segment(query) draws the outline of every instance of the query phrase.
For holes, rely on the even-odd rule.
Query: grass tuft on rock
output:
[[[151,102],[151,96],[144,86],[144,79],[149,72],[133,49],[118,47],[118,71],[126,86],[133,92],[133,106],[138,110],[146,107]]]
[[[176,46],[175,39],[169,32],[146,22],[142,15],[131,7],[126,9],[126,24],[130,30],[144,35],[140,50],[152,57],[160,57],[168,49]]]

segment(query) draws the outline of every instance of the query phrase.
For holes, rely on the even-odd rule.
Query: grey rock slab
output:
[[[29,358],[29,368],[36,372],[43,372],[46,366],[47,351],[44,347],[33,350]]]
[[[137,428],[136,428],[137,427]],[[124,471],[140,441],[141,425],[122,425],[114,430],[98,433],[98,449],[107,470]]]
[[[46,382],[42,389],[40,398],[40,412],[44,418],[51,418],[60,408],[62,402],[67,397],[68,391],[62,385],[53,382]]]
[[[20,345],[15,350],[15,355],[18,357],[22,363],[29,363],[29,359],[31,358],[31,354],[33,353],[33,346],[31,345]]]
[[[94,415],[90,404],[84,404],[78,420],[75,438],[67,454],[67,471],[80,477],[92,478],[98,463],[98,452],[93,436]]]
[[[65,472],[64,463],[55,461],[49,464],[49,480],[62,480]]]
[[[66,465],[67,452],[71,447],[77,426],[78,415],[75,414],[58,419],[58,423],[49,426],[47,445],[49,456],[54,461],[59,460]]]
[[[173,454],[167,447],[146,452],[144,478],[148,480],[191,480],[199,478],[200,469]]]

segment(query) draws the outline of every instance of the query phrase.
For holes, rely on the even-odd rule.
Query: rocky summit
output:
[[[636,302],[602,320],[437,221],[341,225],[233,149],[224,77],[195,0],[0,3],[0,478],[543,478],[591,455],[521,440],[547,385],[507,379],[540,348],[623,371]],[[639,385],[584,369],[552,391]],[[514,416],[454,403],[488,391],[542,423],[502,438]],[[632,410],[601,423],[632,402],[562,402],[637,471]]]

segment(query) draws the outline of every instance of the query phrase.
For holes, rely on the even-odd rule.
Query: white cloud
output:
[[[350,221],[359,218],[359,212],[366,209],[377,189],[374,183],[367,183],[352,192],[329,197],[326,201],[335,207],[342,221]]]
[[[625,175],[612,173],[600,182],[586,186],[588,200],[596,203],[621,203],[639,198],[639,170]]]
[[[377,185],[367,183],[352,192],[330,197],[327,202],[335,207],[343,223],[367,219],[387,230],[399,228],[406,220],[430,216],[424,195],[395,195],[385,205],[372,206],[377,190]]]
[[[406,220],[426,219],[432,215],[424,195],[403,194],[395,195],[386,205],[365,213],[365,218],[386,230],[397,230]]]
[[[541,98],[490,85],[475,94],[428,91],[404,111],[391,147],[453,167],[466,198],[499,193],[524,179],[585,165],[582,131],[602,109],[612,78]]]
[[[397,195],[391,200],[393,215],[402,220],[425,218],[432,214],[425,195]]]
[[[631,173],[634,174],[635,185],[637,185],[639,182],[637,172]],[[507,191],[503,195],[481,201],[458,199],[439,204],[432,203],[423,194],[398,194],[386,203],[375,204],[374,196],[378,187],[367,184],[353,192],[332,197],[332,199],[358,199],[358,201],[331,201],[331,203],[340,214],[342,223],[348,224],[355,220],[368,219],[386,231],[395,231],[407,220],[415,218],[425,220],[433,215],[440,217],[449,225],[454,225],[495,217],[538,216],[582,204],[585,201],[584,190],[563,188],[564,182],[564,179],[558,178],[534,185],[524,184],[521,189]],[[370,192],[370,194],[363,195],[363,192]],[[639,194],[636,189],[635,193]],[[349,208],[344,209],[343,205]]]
● ● ● ● ●
In the listing above, find the line with "Query: rocky summit" and the line with "Query: white cloud", then reproduce both and every line between them exactly.

Query: rocky summit
output:
[[[636,302],[602,320],[437,221],[341,225],[233,149],[224,77],[195,0],[0,3],[0,478],[543,478],[591,455],[521,440],[547,385],[507,379],[540,348],[623,371]],[[639,385],[584,369],[552,391]],[[514,416],[454,403],[488,391],[542,423],[502,438]],[[632,410],[601,423],[632,402],[562,402],[637,471]]]

segment(query) draws the outline of every instance of the query phrase.
For holes, rely on the even-odd rule.
Query: white cloud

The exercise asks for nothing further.